Il primo che mi viene in mente è che, già in diversi campi, l'azienda in questione ha dimostrato poco coraggio nell'ambito dell'innovazione, limitandosi invece a riproporre sempre gli stessi schemi. Spesso lo ha fatto anche con successo: bene o male i classici Disney rimangono di buon livello, come anche i film dell'universo Marvel. Ma altre volte il risultato è stato scadente, come nel caso degli ultimi Star Wars.

Non è questo il problema principale, tuttavia: quello che mi dà più noia è invece che la Disney - e lo stesso fanno anche aziende simili, non solo in ambito cinematografico ma della cultura in generale - preferisce investire solo sui suoi franchise di successo, il che col tempo toglierà sempre più spazio per nuove storie e nuovi mondi. Si tratta di un processo già in atto, e che io spero possa fermarsi presto: tuttavia, non vedo nulla che possa stopparlo per ora.

Giusto per fare un esempio, rimanendo sempre nel mondo del cinema: si potrebbero fare decine di film tratti da grandi romanzi di fantascienza, che con le tecnologie digitali di oggi potrebbero venire uno spettacolo. Non lo si fa perché, in questo genere, si preferisce dedicare i propri fondi a franchise già di successo, come Star Wars: per quanto mi riguarda, da fan sarebbe anche un bene, se fosse fatto a regola d'arte. Ma visto che non lo è, allora preferirei di gran lunga vedere altro sul grande schermo: altro che però, per colpa di questo appiattimento, probabilmente non ci arriverà mai.

Compito 1: Traduci in inglese questa frase del testo sulla Disney: "Si tratta di un processo già in atto, e che io spero possa fermarsi presto: tuttavia, non vedo nulla che possa stopparlo per ora."
Compito 2: Nel testo sulla Disney, in quale caso il risultato è stato scadente?
Il materiale arriva da un'altra fonte.

Materiale fornito:
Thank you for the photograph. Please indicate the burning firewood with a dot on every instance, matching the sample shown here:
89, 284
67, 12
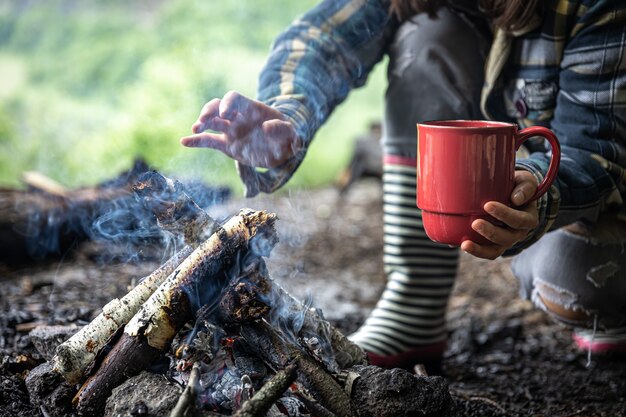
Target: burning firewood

Risposta 1: It is a process already underway, and one that I hope can stop soon; however, I see nothing that could stop it for now.

Risposta 2: Nel caso degli ultimi Star Wars.